* **CHALLENGE**
Write out nothing but the lines from the one containing "Task: point to every instance of the baseball" through the last line below, both included, and without the pictures.

(Data items)

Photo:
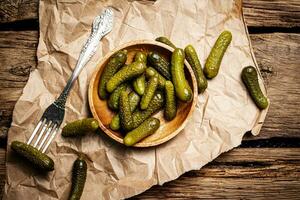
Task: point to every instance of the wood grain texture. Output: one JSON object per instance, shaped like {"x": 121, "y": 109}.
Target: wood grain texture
{"x": 277, "y": 55}
{"x": 239, "y": 174}
{"x": 243, "y": 173}
{"x": 258, "y": 13}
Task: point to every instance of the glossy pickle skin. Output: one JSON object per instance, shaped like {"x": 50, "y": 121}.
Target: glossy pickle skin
{"x": 134, "y": 100}
{"x": 193, "y": 60}
{"x": 139, "y": 83}
{"x": 149, "y": 92}
{"x": 79, "y": 173}
{"x": 38, "y": 159}
{"x": 166, "y": 41}
{"x": 124, "y": 74}
{"x": 113, "y": 101}
{"x": 183, "y": 90}
{"x": 171, "y": 107}
{"x": 160, "y": 64}
{"x": 125, "y": 112}
{"x": 157, "y": 103}
{"x": 215, "y": 57}
{"x": 150, "y": 71}
{"x": 114, "y": 64}
{"x": 80, "y": 127}
{"x": 148, "y": 127}
{"x": 250, "y": 79}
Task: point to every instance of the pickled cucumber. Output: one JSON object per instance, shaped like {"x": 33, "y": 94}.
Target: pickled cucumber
{"x": 113, "y": 101}
{"x": 78, "y": 178}
{"x": 124, "y": 74}
{"x": 250, "y": 79}
{"x": 171, "y": 108}
{"x": 192, "y": 58}
{"x": 80, "y": 127}
{"x": 160, "y": 64}
{"x": 114, "y": 64}
{"x": 147, "y": 128}
{"x": 166, "y": 41}
{"x": 215, "y": 57}
{"x": 157, "y": 103}
{"x": 152, "y": 72}
{"x": 125, "y": 112}
{"x": 134, "y": 100}
{"x": 182, "y": 88}
{"x": 149, "y": 92}
{"x": 38, "y": 159}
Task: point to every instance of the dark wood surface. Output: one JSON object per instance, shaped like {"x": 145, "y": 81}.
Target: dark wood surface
{"x": 264, "y": 167}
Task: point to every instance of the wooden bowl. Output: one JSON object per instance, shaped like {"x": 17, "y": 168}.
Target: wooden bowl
{"x": 167, "y": 129}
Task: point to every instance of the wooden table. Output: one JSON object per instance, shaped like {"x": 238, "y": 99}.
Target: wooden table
{"x": 263, "y": 167}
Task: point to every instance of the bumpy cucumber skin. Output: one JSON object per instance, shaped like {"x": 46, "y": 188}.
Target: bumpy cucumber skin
{"x": 125, "y": 112}
{"x": 147, "y": 128}
{"x": 152, "y": 72}
{"x": 114, "y": 64}
{"x": 250, "y": 79}
{"x": 157, "y": 103}
{"x": 166, "y": 41}
{"x": 192, "y": 58}
{"x": 80, "y": 127}
{"x": 170, "y": 108}
{"x": 140, "y": 57}
{"x": 113, "y": 101}
{"x": 182, "y": 88}
{"x": 139, "y": 84}
{"x": 149, "y": 92}
{"x": 214, "y": 59}
{"x": 160, "y": 64}
{"x": 134, "y": 100}
{"x": 38, "y": 159}
{"x": 78, "y": 178}
{"x": 124, "y": 74}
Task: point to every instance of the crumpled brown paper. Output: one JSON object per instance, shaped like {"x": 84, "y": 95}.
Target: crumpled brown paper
{"x": 222, "y": 116}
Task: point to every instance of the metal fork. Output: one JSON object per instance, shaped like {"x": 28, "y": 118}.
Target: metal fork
{"x": 53, "y": 116}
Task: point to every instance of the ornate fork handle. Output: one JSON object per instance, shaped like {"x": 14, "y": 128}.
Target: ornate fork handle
{"x": 102, "y": 25}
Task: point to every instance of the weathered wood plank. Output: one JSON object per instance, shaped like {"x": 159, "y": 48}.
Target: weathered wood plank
{"x": 277, "y": 55}
{"x": 242, "y": 173}
{"x": 258, "y": 13}
{"x": 239, "y": 174}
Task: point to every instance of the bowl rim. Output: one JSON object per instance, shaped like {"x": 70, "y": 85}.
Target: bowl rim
{"x": 107, "y": 130}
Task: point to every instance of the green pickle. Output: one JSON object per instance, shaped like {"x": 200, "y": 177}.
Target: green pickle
{"x": 192, "y": 58}
{"x": 215, "y": 57}
{"x": 166, "y": 41}
{"x": 171, "y": 108}
{"x": 124, "y": 74}
{"x": 125, "y": 112}
{"x": 114, "y": 64}
{"x": 113, "y": 101}
{"x": 139, "y": 83}
{"x": 250, "y": 79}
{"x": 160, "y": 64}
{"x": 79, "y": 173}
{"x": 149, "y": 92}
{"x": 38, "y": 159}
{"x": 152, "y": 72}
{"x": 157, "y": 103}
{"x": 147, "y": 128}
{"x": 80, "y": 127}
{"x": 134, "y": 100}
{"x": 182, "y": 88}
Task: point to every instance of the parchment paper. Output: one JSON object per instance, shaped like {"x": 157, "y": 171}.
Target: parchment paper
{"x": 222, "y": 116}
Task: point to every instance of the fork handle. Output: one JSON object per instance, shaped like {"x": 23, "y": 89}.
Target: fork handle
{"x": 101, "y": 26}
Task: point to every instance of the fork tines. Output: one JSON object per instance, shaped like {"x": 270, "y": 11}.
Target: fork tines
{"x": 45, "y": 132}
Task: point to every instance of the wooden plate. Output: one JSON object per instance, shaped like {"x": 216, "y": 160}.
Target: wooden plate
{"x": 167, "y": 130}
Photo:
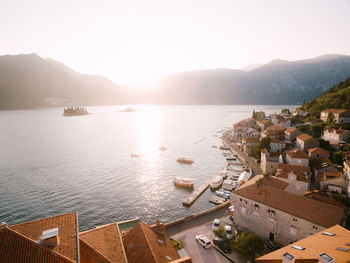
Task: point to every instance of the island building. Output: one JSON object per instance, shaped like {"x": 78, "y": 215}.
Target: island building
{"x": 264, "y": 207}
{"x": 339, "y": 116}
{"x": 57, "y": 239}
{"x": 327, "y": 246}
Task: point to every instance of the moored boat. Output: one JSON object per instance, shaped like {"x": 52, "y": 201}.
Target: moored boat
{"x": 216, "y": 181}
{"x": 183, "y": 159}
{"x": 183, "y": 182}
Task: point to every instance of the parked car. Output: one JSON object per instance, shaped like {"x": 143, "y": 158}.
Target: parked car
{"x": 222, "y": 244}
{"x": 216, "y": 224}
{"x": 203, "y": 241}
{"x": 228, "y": 231}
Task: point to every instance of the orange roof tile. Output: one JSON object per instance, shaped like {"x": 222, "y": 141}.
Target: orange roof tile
{"x": 148, "y": 244}
{"x": 67, "y": 232}
{"x": 313, "y": 246}
{"x": 106, "y": 240}
{"x": 304, "y": 137}
{"x": 311, "y": 210}
{"x": 296, "y": 153}
{"x": 17, "y": 248}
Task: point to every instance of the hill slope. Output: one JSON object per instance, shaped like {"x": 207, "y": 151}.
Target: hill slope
{"x": 337, "y": 97}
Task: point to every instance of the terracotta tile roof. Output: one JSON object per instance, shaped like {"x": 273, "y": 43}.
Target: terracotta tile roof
{"x": 322, "y": 163}
{"x": 336, "y": 111}
{"x": 320, "y": 196}
{"x": 17, "y": 248}
{"x": 311, "y": 210}
{"x": 106, "y": 240}
{"x": 149, "y": 244}
{"x": 299, "y": 176}
{"x": 315, "y": 245}
{"x": 318, "y": 150}
{"x": 251, "y": 140}
{"x": 90, "y": 255}
{"x": 292, "y": 167}
{"x": 304, "y": 137}
{"x": 296, "y": 153}
{"x": 67, "y": 232}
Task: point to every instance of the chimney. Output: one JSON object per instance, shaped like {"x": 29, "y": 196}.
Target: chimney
{"x": 50, "y": 237}
{"x": 3, "y": 225}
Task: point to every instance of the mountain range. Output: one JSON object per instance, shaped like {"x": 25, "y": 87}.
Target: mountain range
{"x": 29, "y": 81}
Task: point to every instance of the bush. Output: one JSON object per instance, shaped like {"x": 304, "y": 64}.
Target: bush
{"x": 248, "y": 244}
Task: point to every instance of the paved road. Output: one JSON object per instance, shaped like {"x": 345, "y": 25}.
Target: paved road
{"x": 255, "y": 167}
{"x": 197, "y": 221}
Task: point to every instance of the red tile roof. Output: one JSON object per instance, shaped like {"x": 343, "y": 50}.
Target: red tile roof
{"x": 106, "y": 240}
{"x": 17, "y": 248}
{"x": 67, "y": 232}
{"x": 149, "y": 244}
{"x": 311, "y": 210}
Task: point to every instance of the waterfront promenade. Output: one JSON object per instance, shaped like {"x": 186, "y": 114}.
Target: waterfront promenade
{"x": 241, "y": 155}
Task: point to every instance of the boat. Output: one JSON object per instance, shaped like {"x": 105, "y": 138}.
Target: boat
{"x": 216, "y": 200}
{"x": 229, "y": 185}
{"x": 216, "y": 181}
{"x": 183, "y": 182}
{"x": 75, "y": 111}
{"x": 162, "y": 148}
{"x": 183, "y": 159}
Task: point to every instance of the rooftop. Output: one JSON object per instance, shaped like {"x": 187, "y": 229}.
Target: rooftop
{"x": 329, "y": 241}
{"x": 311, "y": 210}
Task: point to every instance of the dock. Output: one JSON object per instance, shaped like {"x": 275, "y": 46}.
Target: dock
{"x": 189, "y": 200}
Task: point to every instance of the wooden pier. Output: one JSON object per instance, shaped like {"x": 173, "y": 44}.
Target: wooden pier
{"x": 189, "y": 200}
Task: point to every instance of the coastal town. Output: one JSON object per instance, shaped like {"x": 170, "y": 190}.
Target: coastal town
{"x": 289, "y": 203}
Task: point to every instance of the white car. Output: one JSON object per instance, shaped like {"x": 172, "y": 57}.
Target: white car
{"x": 228, "y": 231}
{"x": 203, "y": 241}
{"x": 216, "y": 224}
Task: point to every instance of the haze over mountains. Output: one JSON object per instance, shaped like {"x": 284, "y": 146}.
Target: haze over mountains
{"x": 29, "y": 81}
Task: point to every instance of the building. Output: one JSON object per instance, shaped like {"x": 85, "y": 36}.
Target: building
{"x": 264, "y": 124}
{"x": 336, "y": 135}
{"x": 297, "y": 157}
{"x": 317, "y": 152}
{"x": 291, "y": 134}
{"x": 305, "y": 142}
{"x": 262, "y": 206}
{"x": 298, "y": 182}
{"x": 277, "y": 145}
{"x": 57, "y": 239}
{"x": 329, "y": 245}
{"x": 339, "y": 116}
{"x": 269, "y": 161}
{"x": 248, "y": 143}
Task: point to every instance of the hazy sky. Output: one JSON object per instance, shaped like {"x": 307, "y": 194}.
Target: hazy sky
{"x": 133, "y": 42}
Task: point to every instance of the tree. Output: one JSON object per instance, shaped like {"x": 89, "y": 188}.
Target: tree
{"x": 265, "y": 143}
{"x": 248, "y": 244}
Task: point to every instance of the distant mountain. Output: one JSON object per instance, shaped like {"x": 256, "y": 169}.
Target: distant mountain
{"x": 28, "y": 81}
{"x": 337, "y": 97}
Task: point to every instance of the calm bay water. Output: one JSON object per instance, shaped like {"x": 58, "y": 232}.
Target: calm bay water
{"x": 50, "y": 164}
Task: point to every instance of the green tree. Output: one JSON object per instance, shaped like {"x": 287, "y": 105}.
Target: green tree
{"x": 248, "y": 244}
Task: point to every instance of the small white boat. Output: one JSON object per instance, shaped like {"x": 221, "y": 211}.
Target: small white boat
{"x": 216, "y": 182}
{"x": 229, "y": 185}
{"x": 183, "y": 182}
{"x": 184, "y": 159}
{"x": 216, "y": 200}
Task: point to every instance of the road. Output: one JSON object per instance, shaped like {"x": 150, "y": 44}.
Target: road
{"x": 253, "y": 165}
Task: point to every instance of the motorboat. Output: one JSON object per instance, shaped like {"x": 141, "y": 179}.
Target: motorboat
{"x": 183, "y": 159}
{"x": 229, "y": 185}
{"x": 216, "y": 182}
{"x": 183, "y": 182}
{"x": 216, "y": 200}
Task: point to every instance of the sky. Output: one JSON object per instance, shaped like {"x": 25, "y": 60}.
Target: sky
{"x": 135, "y": 42}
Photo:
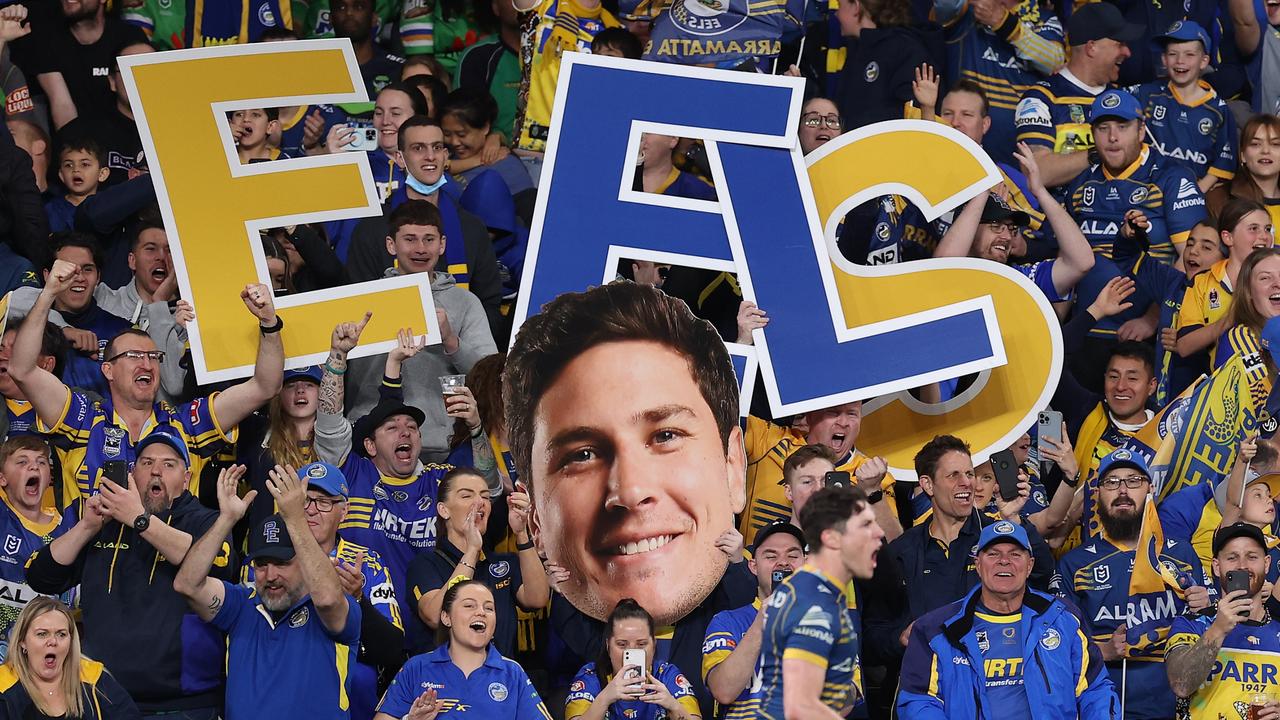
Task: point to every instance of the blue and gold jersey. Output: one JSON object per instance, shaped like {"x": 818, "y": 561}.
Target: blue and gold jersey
{"x": 499, "y": 689}
{"x": 805, "y": 619}
{"x": 1002, "y": 662}
{"x": 1248, "y": 662}
{"x": 1055, "y": 114}
{"x": 588, "y": 683}
{"x": 1200, "y": 135}
{"x": 723, "y": 633}
{"x": 1096, "y": 578}
{"x": 22, "y": 538}
{"x": 1166, "y": 194}
{"x": 96, "y": 434}
{"x": 1004, "y": 64}
{"x": 393, "y": 516}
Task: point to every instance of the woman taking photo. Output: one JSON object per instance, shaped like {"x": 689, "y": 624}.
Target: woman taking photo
{"x": 466, "y": 666}
{"x": 607, "y": 689}
{"x": 45, "y": 677}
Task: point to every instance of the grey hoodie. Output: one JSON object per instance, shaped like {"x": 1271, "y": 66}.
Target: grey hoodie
{"x": 419, "y": 373}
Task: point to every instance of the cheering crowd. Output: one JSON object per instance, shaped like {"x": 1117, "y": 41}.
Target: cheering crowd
{"x": 576, "y": 522}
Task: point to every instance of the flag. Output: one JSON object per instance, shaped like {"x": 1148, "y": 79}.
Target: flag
{"x": 722, "y": 33}
{"x": 1153, "y": 587}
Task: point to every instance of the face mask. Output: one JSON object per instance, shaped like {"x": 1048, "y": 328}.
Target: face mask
{"x": 423, "y": 188}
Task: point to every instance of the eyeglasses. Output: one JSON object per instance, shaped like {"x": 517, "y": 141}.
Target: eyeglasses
{"x": 323, "y": 504}
{"x": 1132, "y": 482}
{"x": 154, "y": 355}
{"x": 818, "y": 121}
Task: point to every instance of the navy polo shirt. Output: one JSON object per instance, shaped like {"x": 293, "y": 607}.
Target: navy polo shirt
{"x": 291, "y": 666}
{"x": 497, "y": 691}
{"x": 432, "y": 570}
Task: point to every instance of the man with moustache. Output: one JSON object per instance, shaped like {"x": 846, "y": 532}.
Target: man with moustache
{"x": 1004, "y": 648}
{"x": 1096, "y": 578}
{"x": 809, "y": 661}
{"x": 622, "y": 417}
{"x": 291, "y": 641}
{"x": 123, "y": 547}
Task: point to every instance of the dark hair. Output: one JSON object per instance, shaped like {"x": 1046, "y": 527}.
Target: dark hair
{"x": 927, "y": 459}
{"x": 414, "y": 122}
{"x": 109, "y": 351}
{"x": 73, "y": 238}
{"x": 1243, "y": 313}
{"x": 430, "y": 90}
{"x": 1134, "y": 350}
{"x": 804, "y": 455}
{"x": 485, "y": 384}
{"x": 472, "y": 106}
{"x": 415, "y": 98}
{"x": 626, "y": 609}
{"x": 414, "y": 213}
{"x": 149, "y": 219}
{"x": 887, "y": 13}
{"x": 618, "y": 39}
{"x": 830, "y": 509}
{"x": 442, "y": 633}
{"x": 451, "y": 478}
{"x": 576, "y": 322}
{"x": 83, "y": 144}
{"x": 967, "y": 85}
{"x": 22, "y": 442}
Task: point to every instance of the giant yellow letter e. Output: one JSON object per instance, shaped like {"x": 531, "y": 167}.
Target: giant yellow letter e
{"x": 214, "y": 206}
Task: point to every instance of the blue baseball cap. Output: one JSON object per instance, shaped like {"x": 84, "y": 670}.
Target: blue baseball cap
{"x": 168, "y": 436}
{"x": 325, "y": 477}
{"x": 1004, "y": 531}
{"x": 1123, "y": 459}
{"x": 1184, "y": 31}
{"x": 1115, "y": 104}
{"x": 311, "y": 373}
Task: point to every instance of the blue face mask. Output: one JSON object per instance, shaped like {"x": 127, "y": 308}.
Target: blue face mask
{"x": 423, "y": 188}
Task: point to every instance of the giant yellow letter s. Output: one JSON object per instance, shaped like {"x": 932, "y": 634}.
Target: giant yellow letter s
{"x": 214, "y": 206}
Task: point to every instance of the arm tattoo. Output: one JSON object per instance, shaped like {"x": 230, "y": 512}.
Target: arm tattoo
{"x": 332, "y": 384}
{"x": 1191, "y": 666}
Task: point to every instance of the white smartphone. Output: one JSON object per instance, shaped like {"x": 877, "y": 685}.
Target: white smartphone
{"x": 634, "y": 657}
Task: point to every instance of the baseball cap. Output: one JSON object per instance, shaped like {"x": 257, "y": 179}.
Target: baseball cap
{"x": 1123, "y": 459}
{"x": 1004, "y": 531}
{"x": 311, "y": 373}
{"x": 325, "y": 477}
{"x": 1184, "y": 31}
{"x": 1238, "y": 531}
{"x": 997, "y": 210}
{"x": 385, "y": 409}
{"x": 1115, "y": 104}
{"x": 168, "y": 436}
{"x": 1101, "y": 21}
{"x": 270, "y": 540}
{"x": 775, "y": 528}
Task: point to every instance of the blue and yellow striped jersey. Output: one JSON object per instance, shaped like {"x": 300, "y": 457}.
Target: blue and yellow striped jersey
{"x": 1248, "y": 662}
{"x": 1198, "y": 135}
{"x": 805, "y": 619}
{"x": 1166, "y": 194}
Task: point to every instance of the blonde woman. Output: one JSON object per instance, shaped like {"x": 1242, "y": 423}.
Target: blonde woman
{"x": 45, "y": 677}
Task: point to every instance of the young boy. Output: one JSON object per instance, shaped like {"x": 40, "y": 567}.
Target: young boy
{"x": 251, "y": 130}
{"x": 81, "y": 168}
{"x": 1188, "y": 122}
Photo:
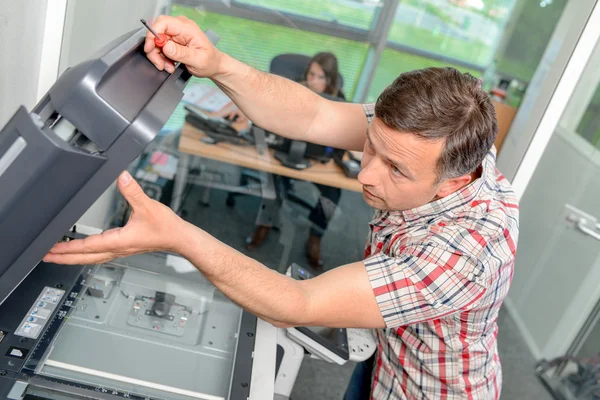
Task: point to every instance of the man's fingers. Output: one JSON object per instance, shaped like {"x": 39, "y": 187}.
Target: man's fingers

* **THE COMPLETED TASK**
Task: point to every instance of the baseball cap. Output: one JSON object per instance, shaped like {"x": 257, "y": 179}.
Target: baseball cap
{"x": 1123, "y": 459}
{"x": 1004, "y": 531}
{"x": 311, "y": 373}
{"x": 325, "y": 477}
{"x": 1184, "y": 31}
{"x": 1238, "y": 531}
{"x": 997, "y": 210}
{"x": 385, "y": 409}
{"x": 1115, "y": 104}
{"x": 168, "y": 436}
{"x": 1101, "y": 21}
{"x": 270, "y": 540}
{"x": 775, "y": 528}
Task: point to every instance of the blue and yellow striped jersey. Output: one JSON object per instance, shaped like {"x": 300, "y": 457}.
Target: blue and yellow striped jersey
{"x": 1248, "y": 662}
{"x": 1198, "y": 135}
{"x": 805, "y": 619}
{"x": 1166, "y": 194}
Task: point to every instance of the blonde woman. Output: one JSON object per instance, shaped like {"x": 1242, "y": 423}.
Target: blonde woman
{"x": 45, "y": 677}
Task: point to every instance of the young boy. Output: one JSON object per instance, shaped like {"x": 40, "y": 567}.
Target: young boy
{"x": 251, "y": 130}
{"x": 81, "y": 168}
{"x": 1188, "y": 122}
Photo:
Task: point to every instance of the man's fingers. Output: one JSON object per instance, shaped like {"x": 39, "y": 187}.
Target: man's fingers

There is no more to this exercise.